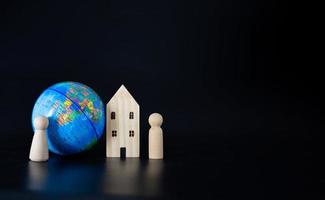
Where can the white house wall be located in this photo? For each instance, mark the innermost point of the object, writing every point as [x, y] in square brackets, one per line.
[122, 104]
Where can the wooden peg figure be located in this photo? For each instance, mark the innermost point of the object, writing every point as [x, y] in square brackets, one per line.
[156, 149]
[39, 150]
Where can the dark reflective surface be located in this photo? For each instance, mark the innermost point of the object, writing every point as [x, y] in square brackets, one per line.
[111, 176]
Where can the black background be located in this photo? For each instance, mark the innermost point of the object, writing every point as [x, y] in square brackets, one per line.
[239, 111]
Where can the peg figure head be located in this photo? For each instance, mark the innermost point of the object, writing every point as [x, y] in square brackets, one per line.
[155, 119]
[41, 123]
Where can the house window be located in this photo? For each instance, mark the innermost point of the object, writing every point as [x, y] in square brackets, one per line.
[131, 115]
[131, 133]
[114, 133]
[112, 115]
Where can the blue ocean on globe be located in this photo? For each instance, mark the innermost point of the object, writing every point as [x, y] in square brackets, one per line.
[76, 117]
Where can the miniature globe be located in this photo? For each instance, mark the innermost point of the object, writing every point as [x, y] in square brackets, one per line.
[76, 117]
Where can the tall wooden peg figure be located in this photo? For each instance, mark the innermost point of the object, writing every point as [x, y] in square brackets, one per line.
[156, 149]
[39, 150]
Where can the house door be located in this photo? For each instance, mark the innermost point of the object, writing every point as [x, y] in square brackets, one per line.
[122, 152]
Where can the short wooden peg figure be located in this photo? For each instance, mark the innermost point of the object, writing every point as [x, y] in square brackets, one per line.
[39, 150]
[156, 149]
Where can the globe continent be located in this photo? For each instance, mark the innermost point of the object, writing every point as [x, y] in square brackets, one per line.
[76, 117]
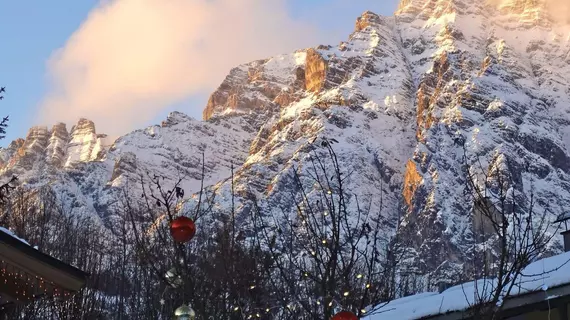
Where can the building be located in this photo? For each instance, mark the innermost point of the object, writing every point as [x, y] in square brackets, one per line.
[541, 292]
[27, 274]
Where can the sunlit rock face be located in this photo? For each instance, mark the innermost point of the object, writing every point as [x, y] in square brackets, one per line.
[401, 95]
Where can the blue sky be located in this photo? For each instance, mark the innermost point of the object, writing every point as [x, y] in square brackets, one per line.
[31, 31]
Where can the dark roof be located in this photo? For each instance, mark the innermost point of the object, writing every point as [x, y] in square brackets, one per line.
[38, 255]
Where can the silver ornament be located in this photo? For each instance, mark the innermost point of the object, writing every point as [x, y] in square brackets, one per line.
[184, 312]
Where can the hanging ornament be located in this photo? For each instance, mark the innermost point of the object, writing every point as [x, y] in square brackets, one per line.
[182, 229]
[174, 279]
[345, 315]
[184, 312]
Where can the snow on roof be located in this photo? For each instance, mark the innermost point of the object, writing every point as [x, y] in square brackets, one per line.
[10, 233]
[540, 275]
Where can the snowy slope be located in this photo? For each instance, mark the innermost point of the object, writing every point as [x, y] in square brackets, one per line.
[397, 95]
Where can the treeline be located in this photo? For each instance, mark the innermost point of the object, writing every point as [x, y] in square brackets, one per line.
[325, 253]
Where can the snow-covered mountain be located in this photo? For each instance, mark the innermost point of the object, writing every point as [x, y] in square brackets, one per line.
[398, 95]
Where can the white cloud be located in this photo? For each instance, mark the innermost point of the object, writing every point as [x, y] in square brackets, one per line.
[132, 58]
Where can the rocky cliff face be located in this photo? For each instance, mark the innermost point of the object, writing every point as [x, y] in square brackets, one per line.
[404, 95]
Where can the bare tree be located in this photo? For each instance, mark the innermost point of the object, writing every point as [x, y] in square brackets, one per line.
[333, 254]
[510, 233]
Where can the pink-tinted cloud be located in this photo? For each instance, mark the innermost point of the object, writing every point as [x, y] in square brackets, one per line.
[131, 58]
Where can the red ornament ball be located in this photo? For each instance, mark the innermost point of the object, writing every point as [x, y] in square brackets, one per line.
[182, 229]
[345, 315]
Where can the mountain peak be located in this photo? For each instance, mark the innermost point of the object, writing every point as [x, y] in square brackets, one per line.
[368, 18]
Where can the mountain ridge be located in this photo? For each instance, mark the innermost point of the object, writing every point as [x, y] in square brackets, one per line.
[398, 95]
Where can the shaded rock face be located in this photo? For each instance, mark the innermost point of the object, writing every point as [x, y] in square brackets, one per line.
[410, 98]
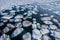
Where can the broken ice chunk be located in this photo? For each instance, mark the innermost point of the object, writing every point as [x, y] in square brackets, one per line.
[6, 29]
[27, 23]
[1, 24]
[34, 12]
[57, 34]
[5, 37]
[4, 13]
[48, 22]
[16, 32]
[44, 31]
[19, 16]
[36, 34]
[27, 36]
[44, 26]
[17, 20]
[34, 26]
[7, 17]
[53, 26]
[55, 20]
[46, 37]
[10, 25]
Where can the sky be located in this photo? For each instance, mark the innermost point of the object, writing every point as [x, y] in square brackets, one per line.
[9, 3]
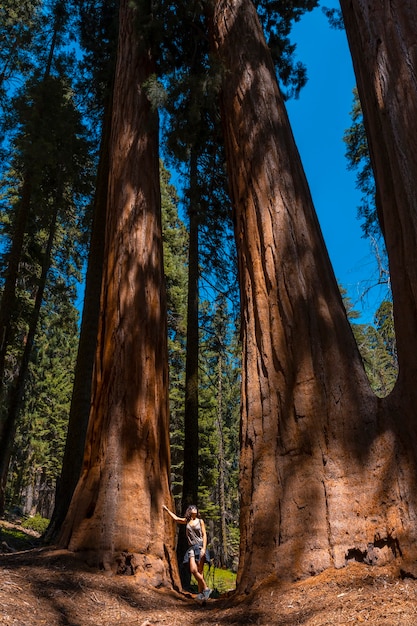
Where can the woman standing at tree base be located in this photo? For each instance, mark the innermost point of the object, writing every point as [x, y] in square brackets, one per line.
[197, 544]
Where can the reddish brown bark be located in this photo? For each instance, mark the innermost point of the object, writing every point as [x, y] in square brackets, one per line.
[382, 38]
[116, 513]
[327, 475]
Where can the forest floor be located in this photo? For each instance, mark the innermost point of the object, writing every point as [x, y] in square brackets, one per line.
[40, 586]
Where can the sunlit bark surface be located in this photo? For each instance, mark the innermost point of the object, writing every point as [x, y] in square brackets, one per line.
[326, 474]
[116, 514]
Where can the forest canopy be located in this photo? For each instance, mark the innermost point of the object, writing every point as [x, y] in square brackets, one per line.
[213, 361]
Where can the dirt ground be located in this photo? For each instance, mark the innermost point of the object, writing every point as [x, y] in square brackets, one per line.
[49, 588]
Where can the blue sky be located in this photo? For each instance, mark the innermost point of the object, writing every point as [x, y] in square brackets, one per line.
[319, 118]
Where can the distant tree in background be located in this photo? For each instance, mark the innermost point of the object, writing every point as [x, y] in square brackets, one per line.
[46, 187]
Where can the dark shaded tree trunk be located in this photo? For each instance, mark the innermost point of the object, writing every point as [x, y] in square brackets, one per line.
[191, 443]
[116, 513]
[327, 470]
[9, 292]
[18, 386]
[191, 435]
[81, 396]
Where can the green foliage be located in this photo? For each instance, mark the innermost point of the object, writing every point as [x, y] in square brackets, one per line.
[40, 437]
[36, 523]
[377, 346]
[358, 157]
[16, 539]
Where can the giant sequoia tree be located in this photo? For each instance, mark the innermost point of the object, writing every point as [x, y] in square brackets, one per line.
[116, 512]
[328, 471]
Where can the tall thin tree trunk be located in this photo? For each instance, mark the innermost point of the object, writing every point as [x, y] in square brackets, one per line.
[222, 499]
[116, 512]
[81, 395]
[191, 429]
[324, 467]
[191, 439]
[9, 291]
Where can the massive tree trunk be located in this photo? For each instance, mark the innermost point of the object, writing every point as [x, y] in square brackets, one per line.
[327, 469]
[382, 37]
[116, 513]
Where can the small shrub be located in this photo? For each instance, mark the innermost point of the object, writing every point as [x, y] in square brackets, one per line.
[37, 523]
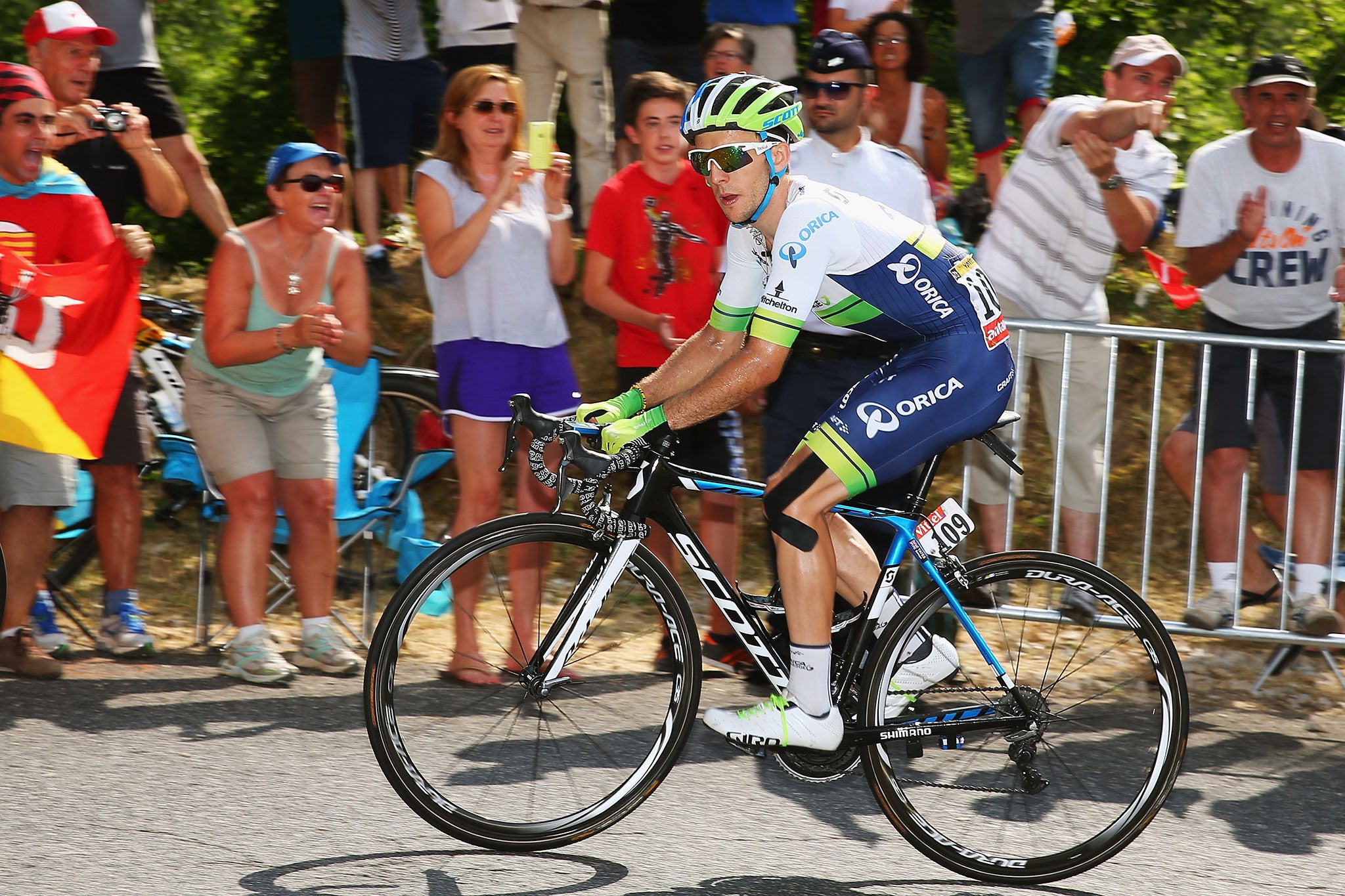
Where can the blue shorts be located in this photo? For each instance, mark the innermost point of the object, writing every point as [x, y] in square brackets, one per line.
[477, 379]
[1028, 55]
[925, 400]
[395, 106]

__THE REQUEST__:
Put all of the items above into a two-column CSV with the headers "prompt" and "points", one row per request. Put each request's text and its answer in a single quoted field, turn line breaks into spaces, and leave the pictures out.

__RESULT FOR THIS TASK__:
prompt,points
"Where can the white house wall be located in this photo? For each instance, mark the innermost point of the object, writing every point as [x, y] in square brackets, one per line.","[122, 104]"
"Where can the wooden peg figure be located in this photo? For each instance, mark the innermost point of the object, writing every point as [x, y] in square brackets, one per line.","[156, 149] [39, 150]"
"Where can the dark reflective surface be located in this photo? For each instance, mark the innermost point of the object, writing every point as [x, y] in square brackets, one per line.","[111, 176]"
"Where can the black background be located in this photo? For each instance, mark the innermost point of the object, writing every point as [x, y] in square brackets, one per line.","[239, 111]"
"Where can the peg figure head be located in this photo? For each instance, mark the innermost point of the object, writing every point as [x, y] in square brackets, one per line.","[155, 119] [41, 123]"
"Where can the house window be located in this photo? For each instance, mark the innermost point of the object, writing every point as [x, y] in square brackets, one per line.","[131, 115] [131, 133] [114, 133] [112, 115]"
"Where can the blue ocean on globe be located in this photo? For each instance, mark the innermost point of the object, writing every point as [x, y] in square brackets, one per line.","[76, 117]"
"Where can the miniature globe be located in this photo? For each instance, mark the innermost point of the object, writing every point as [x, y] in square brackets, one per line.","[76, 117]"
"Where can the tall wooden peg figure be located in this photo? For each instance, mark the innermost point of the object, writing every point as [x, y] in square brackets, one per line.","[156, 149] [39, 150]"
"Where can the house door be located in this photo? For each instance, mark the innermost point of the object, writing every point as [x, y] in square brackets, one per line.","[122, 152]"
"Where can the short wooden peg figure be located in this photo? For each instance, mark the innermost point of the object, writing every point as [x, y] in square brackets, one per line.","[39, 150] [156, 149]"
"Where can the globe continent be located in this photo? For each instance, mark the innermost point of the object, writing every point as [x, y] in square brackets, one per line.","[76, 117]"
"Where can the building be located in this photo? For each instance, mark the innermost point of the object, writing every point as [x, y] in square brackets, one per line.","[541, 292] [27, 274]"
"Where can the sunlit rock face be located in this photo? For each instance, mark the innermost point of the object, writing every point as [x, y] in square brackets, one per line.","[401, 95]"
"Where can the blue sky be located in this photo? For each instance, mark the innermost point of the object, writing every point as [x, y] in square brackets, one per line.","[31, 31]"
"Where can the dark roof be located in this photo? For each instance, mark the innermost point of the object, writing every point as [x, y] in square brackets, one per line.","[38, 255]"
"Where can the silver ornament be located in this photo? For each instance, mark the innermost point of the object, writing every point as [x, y] in square brackets, one per line.","[184, 312]"
"Where can the hanging ornament be located in this photo? For each instance, mark the innermost point of the object, writing every point as [x, y] in square brackets, one per line.","[182, 229] [174, 279] [345, 315] [184, 312]"
"Where can the snow on roof be located in this photo? For each instance, mark the innermost point of the object, writing every point as [x, y] in square brackets, one per line.","[10, 233] [540, 275]"
"Where can the snowy slope be located in this photo? For each instance, mark the innermost point of the object, writing every point as [x, y] in square brackets, one per line.","[397, 95]"
"Where can the treeline be located in this photo? For each instance, mark the innermost point of the object, writing every point as [x, y] in square brackets, one per line.","[325, 253]"
"Where can the snow-covered mountain be located in this photo? For each instance, mark the innermost point of the object, writing every point as [x, y] in square brackets, one per line.","[398, 95]"
"Where can the white cloud be located in this photo? For each instance, mark the innermost point of the object, writing every point as [x, y] in square brackets, one per line.","[132, 58]"
"Where can the rocky cliff face be located in this photo? For each instance, mark the innermost point of the object, writing every point as [x, y] in square brackets, one per line.","[404, 95]"
"Where can the bare tree be located in this photo? For each instance, mark the innermost point of the object, writing every point as [x, y] in square brackets, one per line.","[333, 254] [510, 233]"
"Where can the pink-tinted cloud be located in this photo? For each instance, mark the innermost point of the object, writing every point as [x, y] in square brackets, one per line.","[131, 58]"
"Where can the red ornament ball be located in this photo? For each instance, mark the innermost point of the object, writing every point as [x, y] in square brackets, one per line.","[182, 229] [345, 315]"
"Where can the mountain peak be located in this photo? For each instance, mark the innermost point of the object, writing every point as [x, y] in square brackets, one per line.","[368, 18]"
"Where can the mountain ridge be located in this photo? For each instance, mark the innermost point of the object, writing every point as [x, y] in square brackets, one per line.","[398, 95]"
"Where can the shaded rock face be located in this photo? For each instance, mark the innermost point of the object, writing every point as [x, y] in square brackets, one per line.","[410, 98]"
"Where can the broken ice chunk be located in this photo? For each instance, mark the innermost point of the object, writing every point as [x, y] in square brackets, one per line.","[6, 29] [27, 23] [1, 24] [34, 12] [57, 34] [5, 37] [4, 13] [48, 22] [16, 32] [44, 31] [19, 16] [36, 34] [27, 36] [44, 26] [17, 20] [34, 26] [7, 17] [53, 26] [55, 20] [46, 37] [10, 25]"
"Where can the sky be located in this photo? For each instance, mark the innermost point of the object, writing every point as [x, y] in square brackets, one per line.","[9, 3]"
"Where can the woman standing at tree base be located in this photo? For each instance, mark the innermost point of the object, writing every point as [x, y] in square brackets, one per line.","[197, 544]"
"Where can the reddish brown bark be located in this photo? For each instance, mark the innermost point of the object, writing every point as [x, y] in square brackets, one per line.","[382, 38] [116, 513] [327, 475]"
"Where can the forest floor be located in this photo? For each instance, mark the innermost point of the object, writing every point as [x, y] in square brackets, one per line.","[40, 586]"
"Where can the sunlit bark surface be located in this photo? For each instance, mark the innermost point of the object, writing every point as [x, y] in square brackets, one per line.","[326, 474] [116, 514]"
"Where can the forest canopy be located in this photo? For each instance, mark the innermost point of the object, writing every point as [x, y] in square brackets, one per line.","[213, 361]"
"Where can the dirt ground be located in this photo? For each instance, mark the innermost point of the object, writing every point as [x, y] in square brackets, one per line.","[49, 588]"
"Where can the blue sky be located in this photo? For each instance, mark the innermost point of the object, writing every point as [x, y] in square brackets, one per line.","[319, 118]"
"Where can the distant tree in background be located in this photo? For each instance, mark the innermost point of the object, writing every point as [x, y] in square brackets, one per line.","[46, 187]"
"Where can the dark shaded tree trunk be located in this photo? For each instance, mark the innermost point of the object, writing every point as [x, y] in square brackets, one per line.","[191, 443] [116, 513] [327, 470] [9, 292] [18, 386] [191, 435] [81, 396]"
"Where can the green foliage be located in this photo? For each instance, mark the innermost point of the object, writing every point as [x, y] in square brackets, one per line.","[40, 437] [36, 523] [377, 346] [358, 157] [16, 539]"
"Where can the giant sequoia tree be located in this photo? For each instance, mark the innermost point of the object, writing every point as [x, y] in square brackets, one per line.","[116, 512] [328, 471]"
"Where can the tall thin tree trunk be located in this photo? For each instance, mark the innermost point of the object, writing every point as [x, y] in square brackets, one per line.","[222, 499] [116, 512] [81, 395] [191, 429] [324, 467] [191, 439] [9, 291]"
"Where can the massive tree trunk be located in this photo? For each instance, mark the innermost point of the object, writing every point as [x, y] in square brackets, one per line.","[327, 469] [382, 37] [116, 513]"
"Where can the small shrub be located in this photo? For each instance, mark the innermost point of the object, writing every point as [x, y] in square brackets, one per line.","[37, 523]"
"Where can the blue shorts be located in this photo? For each instance, mark the innermost point of the object, writing every point as [x, y] in square brackets, one per line.","[477, 379] [1028, 55] [925, 400] [395, 106]"